▶ **What to produce**: Without any alteration, retype the records that appear below.

(Referring expression pointing data)
____

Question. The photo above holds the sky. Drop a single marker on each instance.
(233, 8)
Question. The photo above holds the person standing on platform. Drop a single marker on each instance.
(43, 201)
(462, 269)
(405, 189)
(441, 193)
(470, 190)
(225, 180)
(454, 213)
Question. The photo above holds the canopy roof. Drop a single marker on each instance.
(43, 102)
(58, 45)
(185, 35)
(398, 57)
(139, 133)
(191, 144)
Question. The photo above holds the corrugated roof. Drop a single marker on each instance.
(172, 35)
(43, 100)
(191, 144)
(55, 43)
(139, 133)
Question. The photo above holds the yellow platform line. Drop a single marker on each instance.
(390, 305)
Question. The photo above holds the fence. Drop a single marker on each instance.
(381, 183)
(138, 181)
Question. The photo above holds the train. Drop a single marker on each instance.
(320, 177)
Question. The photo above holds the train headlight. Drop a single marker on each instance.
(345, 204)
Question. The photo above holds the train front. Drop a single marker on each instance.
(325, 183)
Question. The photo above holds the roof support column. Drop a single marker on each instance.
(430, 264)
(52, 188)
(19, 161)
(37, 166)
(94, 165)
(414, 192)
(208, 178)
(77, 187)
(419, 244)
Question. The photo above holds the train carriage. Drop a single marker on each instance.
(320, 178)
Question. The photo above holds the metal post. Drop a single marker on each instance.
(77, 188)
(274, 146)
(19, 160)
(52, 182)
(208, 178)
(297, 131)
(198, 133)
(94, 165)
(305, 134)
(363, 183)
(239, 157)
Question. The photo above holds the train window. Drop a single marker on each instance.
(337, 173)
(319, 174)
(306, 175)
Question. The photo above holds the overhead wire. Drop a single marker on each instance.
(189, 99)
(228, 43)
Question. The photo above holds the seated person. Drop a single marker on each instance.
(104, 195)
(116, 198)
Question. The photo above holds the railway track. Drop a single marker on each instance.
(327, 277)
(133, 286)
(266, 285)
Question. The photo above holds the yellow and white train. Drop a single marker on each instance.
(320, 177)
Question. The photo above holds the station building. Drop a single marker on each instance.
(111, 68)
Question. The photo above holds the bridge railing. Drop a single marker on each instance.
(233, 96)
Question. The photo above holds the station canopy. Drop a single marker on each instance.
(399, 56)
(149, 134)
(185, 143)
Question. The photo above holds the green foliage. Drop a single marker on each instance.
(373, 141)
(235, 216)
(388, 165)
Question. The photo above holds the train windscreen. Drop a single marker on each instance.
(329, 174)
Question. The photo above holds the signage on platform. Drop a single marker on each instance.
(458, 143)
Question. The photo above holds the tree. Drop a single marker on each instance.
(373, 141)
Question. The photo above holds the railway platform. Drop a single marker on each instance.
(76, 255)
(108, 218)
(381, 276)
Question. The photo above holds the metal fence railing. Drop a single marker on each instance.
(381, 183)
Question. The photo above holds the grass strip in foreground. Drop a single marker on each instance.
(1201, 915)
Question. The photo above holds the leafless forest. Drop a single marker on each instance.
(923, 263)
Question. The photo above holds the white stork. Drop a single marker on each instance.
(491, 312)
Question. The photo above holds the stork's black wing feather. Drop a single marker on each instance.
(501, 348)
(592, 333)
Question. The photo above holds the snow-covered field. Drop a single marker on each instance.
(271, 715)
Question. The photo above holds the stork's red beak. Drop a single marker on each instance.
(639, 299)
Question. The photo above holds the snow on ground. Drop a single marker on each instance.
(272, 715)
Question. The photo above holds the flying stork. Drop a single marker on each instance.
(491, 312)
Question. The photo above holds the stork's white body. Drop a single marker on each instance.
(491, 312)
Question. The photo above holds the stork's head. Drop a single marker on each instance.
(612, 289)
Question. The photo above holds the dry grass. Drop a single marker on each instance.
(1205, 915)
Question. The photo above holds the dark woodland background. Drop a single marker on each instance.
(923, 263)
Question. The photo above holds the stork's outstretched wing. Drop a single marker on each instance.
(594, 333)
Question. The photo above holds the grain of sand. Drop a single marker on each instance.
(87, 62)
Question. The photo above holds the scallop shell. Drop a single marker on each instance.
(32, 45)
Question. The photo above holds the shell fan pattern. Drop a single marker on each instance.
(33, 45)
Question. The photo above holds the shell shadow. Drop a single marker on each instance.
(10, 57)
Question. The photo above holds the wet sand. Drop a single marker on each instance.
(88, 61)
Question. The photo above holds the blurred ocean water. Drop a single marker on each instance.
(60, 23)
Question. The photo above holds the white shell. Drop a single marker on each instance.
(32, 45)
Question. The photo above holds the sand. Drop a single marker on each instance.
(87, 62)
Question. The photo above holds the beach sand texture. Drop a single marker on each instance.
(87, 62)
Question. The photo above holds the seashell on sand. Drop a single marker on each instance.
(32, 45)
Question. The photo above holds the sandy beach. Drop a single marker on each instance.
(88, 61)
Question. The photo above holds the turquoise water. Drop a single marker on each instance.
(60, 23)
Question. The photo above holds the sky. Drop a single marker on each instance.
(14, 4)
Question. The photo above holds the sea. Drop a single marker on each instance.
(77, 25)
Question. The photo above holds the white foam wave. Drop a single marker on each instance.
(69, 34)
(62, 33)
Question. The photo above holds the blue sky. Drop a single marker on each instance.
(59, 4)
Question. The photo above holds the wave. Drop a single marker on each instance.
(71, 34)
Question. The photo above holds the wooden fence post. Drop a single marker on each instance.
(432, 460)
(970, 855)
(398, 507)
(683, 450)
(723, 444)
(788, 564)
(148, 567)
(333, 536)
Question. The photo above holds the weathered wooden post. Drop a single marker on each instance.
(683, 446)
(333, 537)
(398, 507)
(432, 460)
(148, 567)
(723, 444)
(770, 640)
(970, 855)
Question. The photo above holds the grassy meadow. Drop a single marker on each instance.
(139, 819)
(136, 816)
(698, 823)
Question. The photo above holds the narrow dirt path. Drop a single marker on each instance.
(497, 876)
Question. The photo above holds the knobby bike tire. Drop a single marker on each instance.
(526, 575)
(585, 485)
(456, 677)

____

▶ **Your response**:
Question. The photo above holds the sky. Drop a single marker on each instance.
(233, 8)
Question. The photo above holds the person standing on platform. Drop a single marker on each instance.
(43, 201)
(462, 269)
(405, 189)
(441, 193)
(470, 190)
(225, 180)
(454, 213)
Question. The photo above holds the canopy roof. Drop a single marker on each instance.
(43, 102)
(58, 45)
(185, 35)
(398, 57)
(139, 133)
(191, 144)
Question. The photo above holds the corrugated roof. Drop a single marker on each instance.
(172, 35)
(43, 100)
(191, 144)
(55, 43)
(139, 133)
Question. The photo above holds the yellow platform line. Drop a single marker on each instance.
(390, 305)
Question. The photo above holds the fence. Drop a single marker on each instance.
(381, 183)
(138, 181)
Question. The photo above holds the train. Drop a single marker on each instance.
(320, 177)
Question. The photo above holds the train headlight. Drop a single marker on each instance.
(345, 204)
Question. The photo above holds the train front. Drop a single marker on each instance.
(325, 183)
Question. The photo above holds the roof support column. Drop a single marker on each instance.
(430, 264)
(52, 188)
(19, 161)
(37, 166)
(94, 165)
(414, 192)
(208, 178)
(77, 187)
(419, 244)
Question. The photo above holds the train carriage. Drop a single marker on each instance.
(320, 178)
Question. The photo above holds the metal post. Drop a single marker on each instance.
(77, 188)
(274, 146)
(19, 160)
(52, 182)
(208, 178)
(297, 131)
(198, 133)
(94, 165)
(305, 134)
(363, 183)
(239, 157)
Question. The photo above holds the train window. Drop a single marker on each instance.
(337, 173)
(319, 174)
(306, 175)
Question. The photo above holds the overhead wire. Drop a single marker on each instance.
(189, 99)
(228, 43)
Question. The photo above holds the seated person. Drop a single marker on each instance.
(104, 195)
(116, 198)
Question. The photo above holds the railway track. Drop a single marker on each instance.
(327, 277)
(133, 286)
(266, 285)
Question. The photo above holds the yellow and white train. Drop a single marker on each instance.
(320, 177)
Question. The photo above holds the station building. Drop a single marker on each instance.
(111, 68)
Question. The photo above holds the bridge railing. Drop a single marker on each instance.
(233, 96)
Question. The photo above holds the station canopy. Drop a single marker on each instance.
(399, 56)
(149, 134)
(185, 143)
Question. The photo above holds the green foliage. Drop a single marker on each instance.
(373, 141)
(235, 216)
(388, 165)
Question. The photo above holds the train windscreen. Drop a single marker on each instance.
(329, 174)
Question. The photo above holds the signage on platform. Drop a single marker on each instance.
(458, 143)
Question. The photo above holds the tree. Drop a single marker on each instance.
(373, 141)
Question. The photo above holds the railway platform. Drop a single marker on each instance.
(76, 255)
(108, 218)
(381, 276)
Question. The photo above holds the metal fence railing. Drop a single marker on each instance.
(381, 183)
Question. The photo above holds the grass strip in foreground. Drop a single marker on each instance.
(1201, 915)
Question. The photo above holds the leafless forest. Drop a single marker on each instance.
(923, 263)
Question. The photo above holds the white stork. Drop a single marker on each instance.
(491, 312)
Question. The photo above holds the stork's black wing feather. Drop a single marker on each instance.
(501, 348)
(592, 333)
Question. The photo above holds the snow-covered field. Drop a single marker on each instance.
(271, 715)
Question. The photo above holds the stork's red beak. Drop a single marker on each instance.
(639, 299)
Question. The photo above holds the snow on ground. Drop a single marker on each instance.
(272, 715)
Question. The photo above holds the flying stork. Drop a single marker on each instance.
(491, 312)
Question. The photo above holds the stork's white body. Drop a single marker on each instance.
(491, 312)
Question. The photo above holds the stork's head. Drop a single marker on each instance.
(612, 289)
Question. The photo above holds the dry grass. Drop a single marker on each instance.
(1205, 915)
Question. The photo above holds the dark woodland background. Drop a single marker on each instance.
(923, 263)
Question. The photo above holds the stork's outstretched wing. Drop a single marker on each instance.
(594, 333)
Question. The photo above holds the grain of sand. Drop a single marker on each instance.
(87, 62)
Question. The photo above holds the scallop shell. Drop a single marker on each instance.
(32, 45)
Question. The photo above holds the shell fan pattern. Drop a single marker on each instance.
(33, 45)
Question. The photo above holds the shell shadow. Drop a single marker on each instance.
(10, 57)
Question. The photo above holds the wet sand. Drop a single marker on each instance.
(88, 61)
Question. The photo above holds the blurred ocean water. Drop a single marker on each instance.
(60, 23)
Question. The photo above holds the white shell. Drop a single marker on each instance.
(32, 45)
Question. The photo above holds the sand. Drop a single marker on each instance.
(87, 62)
Question. The photo above holds the beach sand texture. Drop a single marker on each instance.
(87, 62)
Question. The photo above holds the seashell on sand. Drop a single marker on each instance.
(32, 45)
Question. The photo above holds the sandy beach. Drop a single marker on each instance.
(88, 61)
Question. The photo above holds the turquoise water. Drop a single marker on each instance.
(60, 23)
Question. The photo above holds the sky. Drop a single marker on each instance.
(14, 4)
Question. The photo above holds the sea. Drop a single marker on each instance.
(77, 25)
Question. The photo above holds the white foam wave. Drop a single marker on each instance.
(69, 34)
(62, 33)
Question. The photo above holds the blue sky. Drop a single marker on each instance.
(59, 4)
Question. The photo above holds the wave. Drop a single marker on each instance.
(71, 34)
Question. The photo above holds the wooden fence post. Drop a single marker on each instance.
(432, 460)
(970, 855)
(398, 507)
(683, 450)
(723, 444)
(788, 564)
(148, 567)
(333, 536)
Question. The photo above holds the weathered wooden post. Drop a single marker on each instance.
(683, 446)
(333, 537)
(398, 507)
(432, 460)
(148, 567)
(723, 444)
(770, 640)
(970, 855)
Question. The photo above holds the grassy meadow. Drop a single marker on each instance.
(139, 819)
(136, 816)
(698, 823)
Question. The photo above holds the narrow dirt path. Drop a single marker on each instance.
(497, 876)
Question. The photo above holds the knobby bike tire. Drop a single marker on each instance.
(526, 575)
(585, 485)
(456, 677)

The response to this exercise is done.